**Exercise**
Narrow the data below down to the lines containing "outside".

**Information provided**
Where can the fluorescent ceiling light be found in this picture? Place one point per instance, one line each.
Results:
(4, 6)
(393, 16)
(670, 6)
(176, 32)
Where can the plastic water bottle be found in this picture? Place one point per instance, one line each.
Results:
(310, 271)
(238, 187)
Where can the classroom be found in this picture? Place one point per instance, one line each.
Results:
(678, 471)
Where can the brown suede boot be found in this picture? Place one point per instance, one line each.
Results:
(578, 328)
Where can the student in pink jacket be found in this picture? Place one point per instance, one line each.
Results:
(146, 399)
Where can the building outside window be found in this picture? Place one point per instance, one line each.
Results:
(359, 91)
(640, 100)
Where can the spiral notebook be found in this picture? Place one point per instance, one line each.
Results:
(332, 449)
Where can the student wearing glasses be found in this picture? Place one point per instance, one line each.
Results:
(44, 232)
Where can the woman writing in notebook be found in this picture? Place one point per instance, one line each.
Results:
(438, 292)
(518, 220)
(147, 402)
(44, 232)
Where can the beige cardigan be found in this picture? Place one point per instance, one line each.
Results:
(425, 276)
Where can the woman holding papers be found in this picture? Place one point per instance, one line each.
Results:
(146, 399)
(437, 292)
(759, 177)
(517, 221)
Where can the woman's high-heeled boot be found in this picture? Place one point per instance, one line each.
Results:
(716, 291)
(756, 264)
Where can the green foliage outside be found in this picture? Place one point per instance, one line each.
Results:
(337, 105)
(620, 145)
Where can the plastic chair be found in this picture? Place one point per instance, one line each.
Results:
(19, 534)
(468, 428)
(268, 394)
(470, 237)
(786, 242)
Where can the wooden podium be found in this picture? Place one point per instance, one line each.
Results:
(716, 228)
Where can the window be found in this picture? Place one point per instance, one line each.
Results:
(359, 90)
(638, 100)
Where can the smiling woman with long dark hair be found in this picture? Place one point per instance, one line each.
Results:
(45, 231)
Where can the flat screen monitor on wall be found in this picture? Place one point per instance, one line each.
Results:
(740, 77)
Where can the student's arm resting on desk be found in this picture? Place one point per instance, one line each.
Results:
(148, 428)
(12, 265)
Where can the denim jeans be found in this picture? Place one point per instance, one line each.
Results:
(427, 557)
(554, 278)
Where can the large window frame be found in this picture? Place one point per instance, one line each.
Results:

**Output of the exercise**
Where can the building outside window be found in this picture? Place one point per instance, one line each.
Where can the green foliage outside be found in this picture? Place one point per instance, one line each.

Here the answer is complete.